(Rows from a pointing dataset)
┄┄┄┄┄┄

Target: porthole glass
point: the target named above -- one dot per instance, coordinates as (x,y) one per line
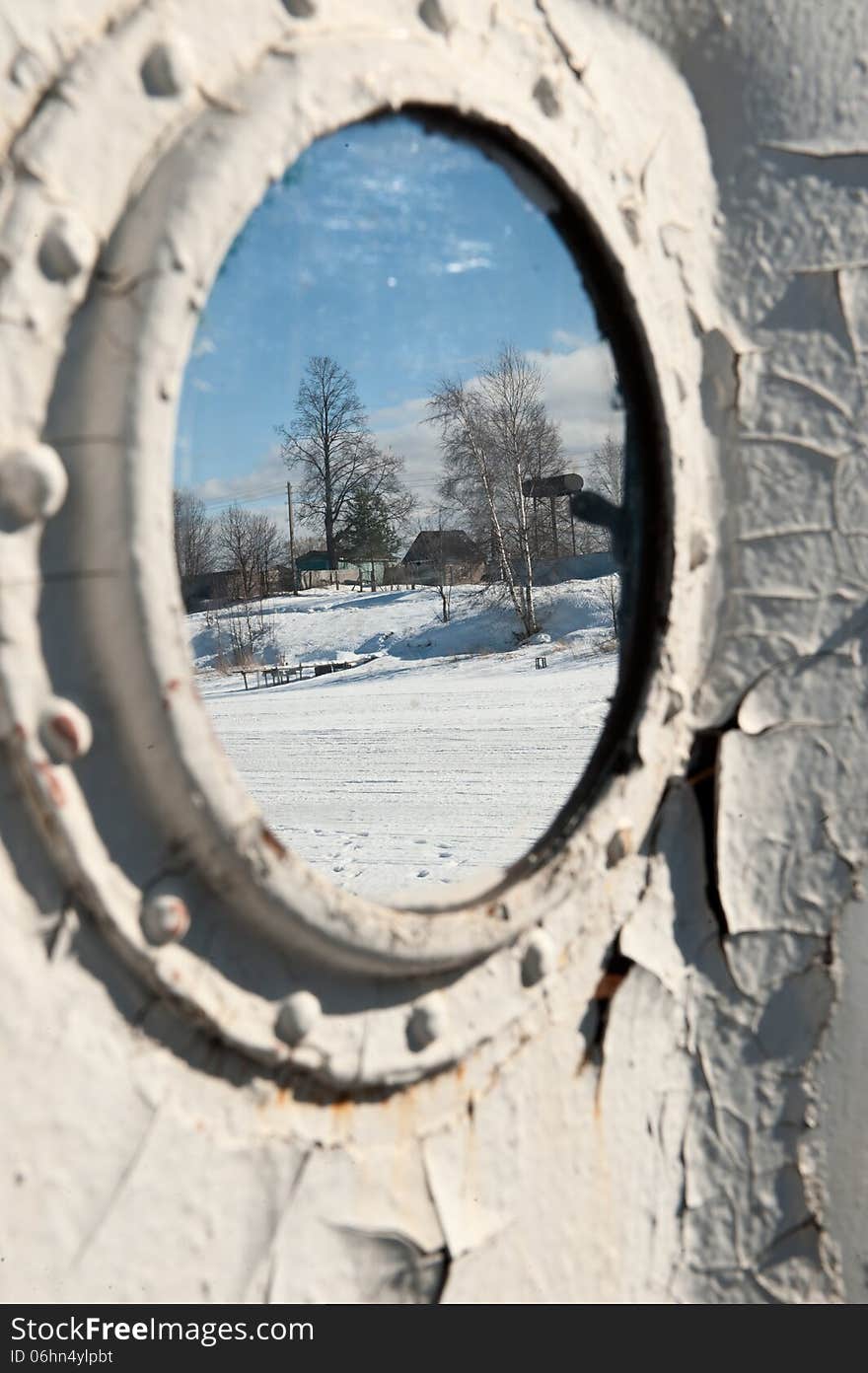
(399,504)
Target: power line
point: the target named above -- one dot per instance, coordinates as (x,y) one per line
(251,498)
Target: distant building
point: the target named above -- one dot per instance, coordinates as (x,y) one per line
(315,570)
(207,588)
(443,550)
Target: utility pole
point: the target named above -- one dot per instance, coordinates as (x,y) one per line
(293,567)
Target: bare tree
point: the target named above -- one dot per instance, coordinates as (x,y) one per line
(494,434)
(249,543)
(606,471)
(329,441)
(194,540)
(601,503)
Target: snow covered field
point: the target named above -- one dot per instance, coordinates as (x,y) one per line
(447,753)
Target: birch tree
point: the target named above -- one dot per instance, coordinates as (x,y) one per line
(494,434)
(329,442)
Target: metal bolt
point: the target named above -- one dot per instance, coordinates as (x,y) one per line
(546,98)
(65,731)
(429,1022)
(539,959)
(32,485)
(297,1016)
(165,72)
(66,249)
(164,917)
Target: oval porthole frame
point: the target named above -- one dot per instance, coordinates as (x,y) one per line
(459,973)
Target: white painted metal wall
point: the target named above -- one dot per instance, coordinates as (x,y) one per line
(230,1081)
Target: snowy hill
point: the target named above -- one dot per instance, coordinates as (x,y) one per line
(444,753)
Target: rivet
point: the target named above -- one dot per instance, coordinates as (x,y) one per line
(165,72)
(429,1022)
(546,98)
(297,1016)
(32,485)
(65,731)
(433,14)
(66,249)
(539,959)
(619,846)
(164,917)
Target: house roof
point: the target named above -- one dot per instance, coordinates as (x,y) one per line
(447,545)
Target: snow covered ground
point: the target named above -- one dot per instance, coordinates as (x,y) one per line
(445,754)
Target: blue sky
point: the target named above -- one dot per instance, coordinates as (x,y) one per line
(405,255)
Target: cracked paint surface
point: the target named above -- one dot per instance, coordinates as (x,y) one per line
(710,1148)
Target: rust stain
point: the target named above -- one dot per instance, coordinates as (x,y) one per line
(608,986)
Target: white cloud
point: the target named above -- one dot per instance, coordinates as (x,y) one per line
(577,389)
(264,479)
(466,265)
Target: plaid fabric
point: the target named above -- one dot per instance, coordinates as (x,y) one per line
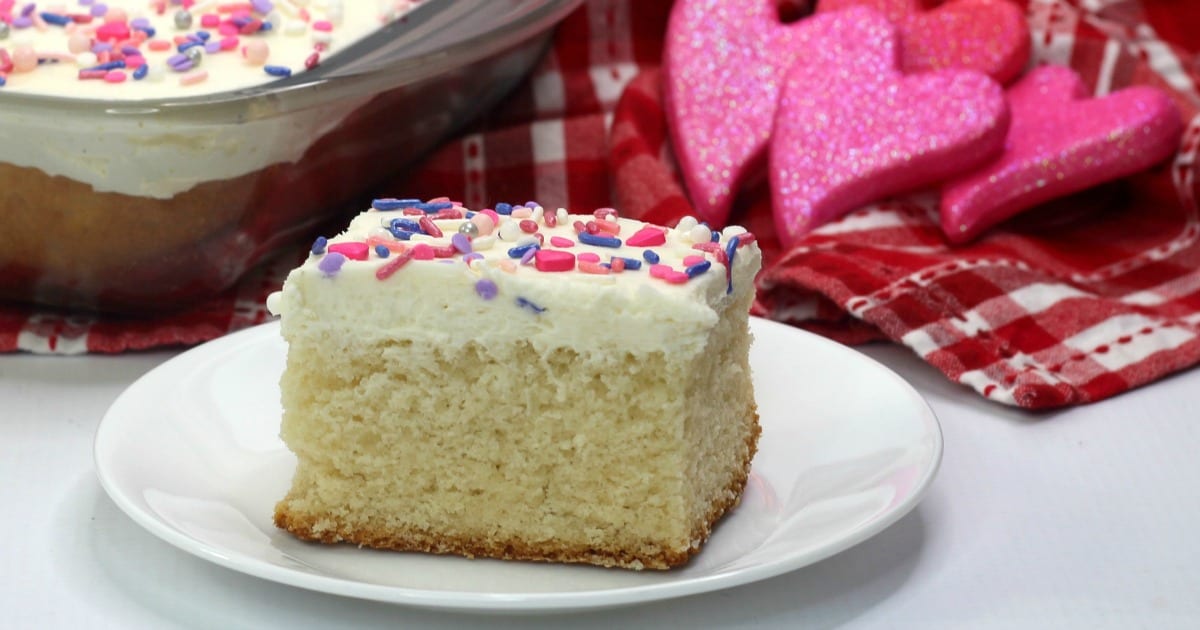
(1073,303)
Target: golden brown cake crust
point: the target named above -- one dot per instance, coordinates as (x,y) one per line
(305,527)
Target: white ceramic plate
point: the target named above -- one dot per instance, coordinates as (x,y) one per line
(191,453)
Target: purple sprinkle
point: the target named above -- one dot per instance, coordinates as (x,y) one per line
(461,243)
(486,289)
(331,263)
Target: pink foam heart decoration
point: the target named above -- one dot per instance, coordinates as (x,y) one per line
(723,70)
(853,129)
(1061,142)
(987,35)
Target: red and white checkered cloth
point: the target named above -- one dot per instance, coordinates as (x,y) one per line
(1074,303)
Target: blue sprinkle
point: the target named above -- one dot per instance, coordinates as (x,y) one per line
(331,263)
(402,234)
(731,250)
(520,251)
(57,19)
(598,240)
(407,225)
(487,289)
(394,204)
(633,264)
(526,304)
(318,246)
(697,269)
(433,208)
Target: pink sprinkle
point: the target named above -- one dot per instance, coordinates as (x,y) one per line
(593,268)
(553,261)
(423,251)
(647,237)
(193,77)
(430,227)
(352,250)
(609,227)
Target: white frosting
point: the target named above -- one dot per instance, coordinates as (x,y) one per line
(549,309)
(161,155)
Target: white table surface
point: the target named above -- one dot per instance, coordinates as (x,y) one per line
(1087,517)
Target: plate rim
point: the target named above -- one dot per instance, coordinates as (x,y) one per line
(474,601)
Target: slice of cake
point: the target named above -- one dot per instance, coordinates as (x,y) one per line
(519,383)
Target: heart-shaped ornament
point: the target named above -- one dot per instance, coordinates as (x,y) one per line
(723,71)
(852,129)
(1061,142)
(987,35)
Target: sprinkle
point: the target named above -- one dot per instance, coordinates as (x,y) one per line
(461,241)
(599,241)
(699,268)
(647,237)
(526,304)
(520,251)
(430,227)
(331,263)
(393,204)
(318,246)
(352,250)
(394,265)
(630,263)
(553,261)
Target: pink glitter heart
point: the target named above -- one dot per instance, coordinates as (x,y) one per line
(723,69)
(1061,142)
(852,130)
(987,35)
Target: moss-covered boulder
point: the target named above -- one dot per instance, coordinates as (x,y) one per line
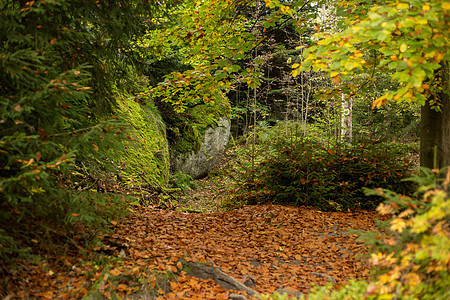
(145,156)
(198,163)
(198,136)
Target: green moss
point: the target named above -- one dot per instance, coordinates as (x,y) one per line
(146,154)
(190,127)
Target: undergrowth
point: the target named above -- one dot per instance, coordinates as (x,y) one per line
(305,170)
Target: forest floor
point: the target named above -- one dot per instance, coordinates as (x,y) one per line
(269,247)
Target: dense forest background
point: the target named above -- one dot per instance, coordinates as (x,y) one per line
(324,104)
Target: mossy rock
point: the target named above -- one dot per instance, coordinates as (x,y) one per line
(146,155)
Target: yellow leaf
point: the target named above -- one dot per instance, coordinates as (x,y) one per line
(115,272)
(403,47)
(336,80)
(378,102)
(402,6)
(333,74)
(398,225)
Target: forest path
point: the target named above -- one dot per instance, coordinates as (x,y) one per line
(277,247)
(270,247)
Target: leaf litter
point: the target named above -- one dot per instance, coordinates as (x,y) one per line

┄┄┄┄┄┄

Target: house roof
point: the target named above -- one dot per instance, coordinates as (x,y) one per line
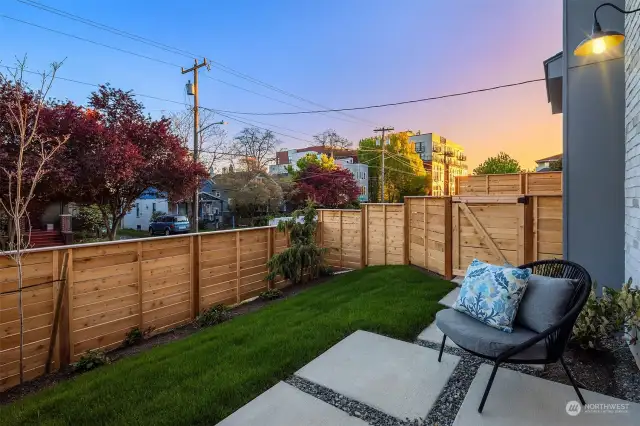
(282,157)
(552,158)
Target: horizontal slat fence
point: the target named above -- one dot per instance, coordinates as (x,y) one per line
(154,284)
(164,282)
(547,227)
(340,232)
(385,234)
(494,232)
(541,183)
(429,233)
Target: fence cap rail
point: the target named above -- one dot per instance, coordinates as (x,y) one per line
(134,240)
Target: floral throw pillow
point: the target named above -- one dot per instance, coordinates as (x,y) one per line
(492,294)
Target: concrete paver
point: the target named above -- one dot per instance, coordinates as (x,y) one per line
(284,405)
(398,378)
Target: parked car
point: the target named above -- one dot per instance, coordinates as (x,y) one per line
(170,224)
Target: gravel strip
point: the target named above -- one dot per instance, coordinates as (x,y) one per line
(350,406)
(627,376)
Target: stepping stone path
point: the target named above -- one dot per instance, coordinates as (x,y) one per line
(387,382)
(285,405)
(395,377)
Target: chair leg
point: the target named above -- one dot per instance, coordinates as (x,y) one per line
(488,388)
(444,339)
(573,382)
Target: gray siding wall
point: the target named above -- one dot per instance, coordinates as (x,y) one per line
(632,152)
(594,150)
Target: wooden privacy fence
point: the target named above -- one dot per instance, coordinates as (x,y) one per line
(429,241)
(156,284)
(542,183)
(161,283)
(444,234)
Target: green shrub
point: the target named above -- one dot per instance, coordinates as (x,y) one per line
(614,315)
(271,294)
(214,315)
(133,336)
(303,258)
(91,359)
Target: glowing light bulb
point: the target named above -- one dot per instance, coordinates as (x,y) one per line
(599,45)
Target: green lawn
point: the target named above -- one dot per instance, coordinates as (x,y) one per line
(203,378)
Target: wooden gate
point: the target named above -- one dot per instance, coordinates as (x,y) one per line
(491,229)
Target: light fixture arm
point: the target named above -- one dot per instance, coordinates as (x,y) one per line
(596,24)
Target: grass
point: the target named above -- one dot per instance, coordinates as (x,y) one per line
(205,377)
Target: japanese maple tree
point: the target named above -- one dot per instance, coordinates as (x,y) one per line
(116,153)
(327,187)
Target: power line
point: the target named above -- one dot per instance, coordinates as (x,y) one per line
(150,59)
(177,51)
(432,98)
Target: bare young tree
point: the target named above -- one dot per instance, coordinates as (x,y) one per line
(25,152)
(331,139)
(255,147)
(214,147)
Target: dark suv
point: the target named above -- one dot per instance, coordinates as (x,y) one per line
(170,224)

┄┄┄┄┄┄

Please pick out and copy every line above that contains the word "forest". Case counts when matching.

# [Task result]
Target: forest floor
Target: dense forest background
Target: forest path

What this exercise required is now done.